TASK REQUIREMENTS
Exactly as they appear, copy the lines of the listing from the one containing "the distant treeline" through the final line, both included, and nothing else.

--- Start PROVIDED INFORMATION ---

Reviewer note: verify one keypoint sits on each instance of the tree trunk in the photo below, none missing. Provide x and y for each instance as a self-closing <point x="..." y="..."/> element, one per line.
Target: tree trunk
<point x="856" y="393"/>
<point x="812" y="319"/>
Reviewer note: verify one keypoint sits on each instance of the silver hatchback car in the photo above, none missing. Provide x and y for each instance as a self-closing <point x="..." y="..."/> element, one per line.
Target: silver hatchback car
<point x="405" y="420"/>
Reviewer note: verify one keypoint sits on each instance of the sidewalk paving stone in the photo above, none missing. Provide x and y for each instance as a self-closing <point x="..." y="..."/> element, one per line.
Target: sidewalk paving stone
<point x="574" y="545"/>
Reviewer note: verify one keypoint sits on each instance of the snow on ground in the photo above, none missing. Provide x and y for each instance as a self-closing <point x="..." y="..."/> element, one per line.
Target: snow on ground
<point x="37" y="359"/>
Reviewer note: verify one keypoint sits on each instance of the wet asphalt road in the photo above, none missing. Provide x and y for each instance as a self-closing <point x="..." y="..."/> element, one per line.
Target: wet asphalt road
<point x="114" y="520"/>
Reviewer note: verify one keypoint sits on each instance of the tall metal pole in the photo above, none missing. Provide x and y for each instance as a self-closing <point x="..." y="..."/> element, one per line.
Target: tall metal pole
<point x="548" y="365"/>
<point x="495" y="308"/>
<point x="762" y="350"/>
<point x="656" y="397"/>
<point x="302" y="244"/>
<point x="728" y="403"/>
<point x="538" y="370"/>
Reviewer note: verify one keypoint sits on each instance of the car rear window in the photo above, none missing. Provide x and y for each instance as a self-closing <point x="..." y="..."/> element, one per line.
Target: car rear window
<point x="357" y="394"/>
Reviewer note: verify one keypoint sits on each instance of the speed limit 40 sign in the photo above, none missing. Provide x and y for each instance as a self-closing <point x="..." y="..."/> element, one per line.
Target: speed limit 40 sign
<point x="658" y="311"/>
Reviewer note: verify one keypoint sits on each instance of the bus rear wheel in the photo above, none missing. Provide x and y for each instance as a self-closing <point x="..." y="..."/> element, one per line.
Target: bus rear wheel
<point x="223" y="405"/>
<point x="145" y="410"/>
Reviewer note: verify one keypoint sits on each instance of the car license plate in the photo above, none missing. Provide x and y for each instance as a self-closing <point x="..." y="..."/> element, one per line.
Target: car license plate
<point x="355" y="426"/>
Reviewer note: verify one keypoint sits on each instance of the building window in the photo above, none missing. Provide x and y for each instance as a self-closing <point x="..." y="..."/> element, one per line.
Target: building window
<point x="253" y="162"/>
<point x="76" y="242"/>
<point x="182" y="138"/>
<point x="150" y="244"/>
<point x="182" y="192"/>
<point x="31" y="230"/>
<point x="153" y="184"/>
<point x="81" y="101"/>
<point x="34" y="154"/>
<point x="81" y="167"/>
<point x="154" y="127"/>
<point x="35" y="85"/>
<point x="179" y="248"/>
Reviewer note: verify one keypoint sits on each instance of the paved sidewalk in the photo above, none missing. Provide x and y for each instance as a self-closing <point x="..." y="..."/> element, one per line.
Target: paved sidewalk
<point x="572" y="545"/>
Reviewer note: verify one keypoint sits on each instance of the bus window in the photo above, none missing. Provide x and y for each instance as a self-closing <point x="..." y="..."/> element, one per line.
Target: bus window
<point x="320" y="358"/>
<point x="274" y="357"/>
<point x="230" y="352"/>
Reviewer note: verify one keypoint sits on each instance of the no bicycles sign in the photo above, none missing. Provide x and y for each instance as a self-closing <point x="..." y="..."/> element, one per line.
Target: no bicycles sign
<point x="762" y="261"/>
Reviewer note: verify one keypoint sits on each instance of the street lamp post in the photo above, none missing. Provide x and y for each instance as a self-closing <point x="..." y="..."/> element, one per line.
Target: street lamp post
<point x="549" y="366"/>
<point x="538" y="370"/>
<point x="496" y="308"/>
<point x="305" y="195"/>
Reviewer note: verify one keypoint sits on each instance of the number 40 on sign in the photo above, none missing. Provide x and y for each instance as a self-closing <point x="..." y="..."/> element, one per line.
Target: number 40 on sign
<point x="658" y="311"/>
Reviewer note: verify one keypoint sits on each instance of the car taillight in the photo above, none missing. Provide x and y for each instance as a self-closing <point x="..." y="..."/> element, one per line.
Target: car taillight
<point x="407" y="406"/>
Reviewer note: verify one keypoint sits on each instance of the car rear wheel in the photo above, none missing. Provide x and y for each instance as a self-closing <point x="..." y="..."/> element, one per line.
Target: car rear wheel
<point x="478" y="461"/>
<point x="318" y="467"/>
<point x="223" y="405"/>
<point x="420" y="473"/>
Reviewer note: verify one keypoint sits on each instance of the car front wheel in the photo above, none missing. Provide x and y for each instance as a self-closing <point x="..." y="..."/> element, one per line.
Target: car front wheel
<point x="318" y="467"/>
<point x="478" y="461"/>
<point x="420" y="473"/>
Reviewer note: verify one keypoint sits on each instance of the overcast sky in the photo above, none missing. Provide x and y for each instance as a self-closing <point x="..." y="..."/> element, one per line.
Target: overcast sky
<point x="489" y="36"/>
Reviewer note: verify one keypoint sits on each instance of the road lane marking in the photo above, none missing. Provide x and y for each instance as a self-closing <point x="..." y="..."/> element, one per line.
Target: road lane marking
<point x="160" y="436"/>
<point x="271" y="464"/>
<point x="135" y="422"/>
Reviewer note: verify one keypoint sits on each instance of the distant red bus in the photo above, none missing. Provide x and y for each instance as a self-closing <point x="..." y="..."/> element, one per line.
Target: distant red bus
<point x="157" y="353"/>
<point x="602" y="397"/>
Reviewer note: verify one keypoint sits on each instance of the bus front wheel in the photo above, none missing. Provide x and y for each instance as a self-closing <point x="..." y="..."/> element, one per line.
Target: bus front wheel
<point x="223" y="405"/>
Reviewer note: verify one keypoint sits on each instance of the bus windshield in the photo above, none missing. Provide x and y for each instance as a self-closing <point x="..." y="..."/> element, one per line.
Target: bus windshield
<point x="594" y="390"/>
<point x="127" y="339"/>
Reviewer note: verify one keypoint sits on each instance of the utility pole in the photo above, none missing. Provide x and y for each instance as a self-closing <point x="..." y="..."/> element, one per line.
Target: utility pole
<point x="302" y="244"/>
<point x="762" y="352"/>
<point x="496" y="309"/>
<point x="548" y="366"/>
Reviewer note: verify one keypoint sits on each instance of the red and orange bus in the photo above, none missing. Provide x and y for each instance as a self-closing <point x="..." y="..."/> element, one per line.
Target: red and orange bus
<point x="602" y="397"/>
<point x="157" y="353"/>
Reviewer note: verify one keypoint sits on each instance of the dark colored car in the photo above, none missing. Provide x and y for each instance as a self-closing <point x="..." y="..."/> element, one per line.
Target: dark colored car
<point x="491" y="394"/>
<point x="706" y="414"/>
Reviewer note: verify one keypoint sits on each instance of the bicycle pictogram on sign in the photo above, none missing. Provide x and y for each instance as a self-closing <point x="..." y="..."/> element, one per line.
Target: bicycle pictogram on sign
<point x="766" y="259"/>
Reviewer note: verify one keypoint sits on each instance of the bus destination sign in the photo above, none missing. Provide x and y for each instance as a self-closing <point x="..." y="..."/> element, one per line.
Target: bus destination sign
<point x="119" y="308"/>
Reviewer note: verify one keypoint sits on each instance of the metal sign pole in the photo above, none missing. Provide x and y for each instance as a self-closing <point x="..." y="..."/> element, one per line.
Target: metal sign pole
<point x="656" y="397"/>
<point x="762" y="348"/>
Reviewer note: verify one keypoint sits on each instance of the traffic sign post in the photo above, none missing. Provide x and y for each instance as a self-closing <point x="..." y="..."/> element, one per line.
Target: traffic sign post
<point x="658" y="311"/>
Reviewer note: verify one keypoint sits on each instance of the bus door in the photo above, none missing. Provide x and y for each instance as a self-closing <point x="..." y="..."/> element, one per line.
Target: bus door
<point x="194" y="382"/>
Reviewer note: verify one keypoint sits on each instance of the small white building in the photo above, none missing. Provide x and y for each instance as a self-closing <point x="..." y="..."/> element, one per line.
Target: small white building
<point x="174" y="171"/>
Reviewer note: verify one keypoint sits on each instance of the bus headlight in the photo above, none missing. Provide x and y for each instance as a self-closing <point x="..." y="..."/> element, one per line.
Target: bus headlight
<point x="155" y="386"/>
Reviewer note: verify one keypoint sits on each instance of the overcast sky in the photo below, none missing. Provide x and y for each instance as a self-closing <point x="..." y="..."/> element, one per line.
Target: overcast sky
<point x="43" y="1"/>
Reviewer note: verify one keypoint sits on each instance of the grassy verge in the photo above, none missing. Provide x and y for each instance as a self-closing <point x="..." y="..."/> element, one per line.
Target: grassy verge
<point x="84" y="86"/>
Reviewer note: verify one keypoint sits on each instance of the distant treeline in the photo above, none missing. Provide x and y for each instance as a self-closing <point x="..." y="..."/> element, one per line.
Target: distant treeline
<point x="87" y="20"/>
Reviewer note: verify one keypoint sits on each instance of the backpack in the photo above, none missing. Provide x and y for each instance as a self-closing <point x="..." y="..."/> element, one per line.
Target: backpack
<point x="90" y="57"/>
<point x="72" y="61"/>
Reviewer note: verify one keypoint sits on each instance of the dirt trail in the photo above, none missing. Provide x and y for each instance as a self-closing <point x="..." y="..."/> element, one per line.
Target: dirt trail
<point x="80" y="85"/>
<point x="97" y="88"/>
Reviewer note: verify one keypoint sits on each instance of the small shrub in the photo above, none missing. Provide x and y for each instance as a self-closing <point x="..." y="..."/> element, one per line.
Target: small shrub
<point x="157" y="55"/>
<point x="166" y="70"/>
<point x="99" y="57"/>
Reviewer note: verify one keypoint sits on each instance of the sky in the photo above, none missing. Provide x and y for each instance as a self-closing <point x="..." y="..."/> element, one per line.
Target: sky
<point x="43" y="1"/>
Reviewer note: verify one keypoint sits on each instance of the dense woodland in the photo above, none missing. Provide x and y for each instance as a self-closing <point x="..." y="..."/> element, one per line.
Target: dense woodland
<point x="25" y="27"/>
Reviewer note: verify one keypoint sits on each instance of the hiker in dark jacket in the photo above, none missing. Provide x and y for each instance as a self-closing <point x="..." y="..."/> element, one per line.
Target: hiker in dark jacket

--- End PROVIDED INFORMATION ---

ANSWER FOR THE TASK
Reviewer note: verify one keypoint sits on each instance of the distant treeline in the photo above, none missing. Provide x and y for each instance as a self-closing <point x="..." y="..."/> element, one per line.
Target: distant treeline
<point x="87" y="20"/>
Reviewer note: verify one keypoint sits on each instance of the backpack in the photo above, none missing. Provide x and y for each instance as a self-closing <point x="..." y="..."/> element, one per line.
Target: backpack
<point x="90" y="57"/>
<point x="72" y="61"/>
Reviewer note: verify one keypoint sits on each instance of the dirt trail in the photo above, none missing. Provide x and y for each instance as a self-closing <point x="..." y="..."/> element, one per line.
Target: dirt trail
<point x="80" y="85"/>
<point x="97" y="88"/>
Reviewer note: verify one keypoint sits on each instance of the small shrub in the photo above, none missing. Provide x and y for each instance as a self-closing <point x="..." y="..."/> element, one per line.
Target: small shrub
<point x="157" y="55"/>
<point x="166" y="70"/>
<point x="99" y="57"/>
Reviewer note: verify one keypoint sits on each instance of the sky in the photo above, none missing. Provide x and y for each instance as a self-closing <point x="..." y="..."/> element, one per line.
Target: sky
<point x="43" y="1"/>
Reviewer note: verify one keypoint sits on each instance of the dense woodland in the photo above, none missing. Provide x and y for each instance as a self-closing <point x="..." y="..."/> element, one per line.
Target: dense woodland
<point x="25" y="27"/>
Reviewer note: verify one keypoint sits on each instance of the hiker in dark jacket in the photo above, none missing. Provide x and y for each instance as a self-closing <point x="..." y="..."/> element, one per line.
Target: hiker in dark jacket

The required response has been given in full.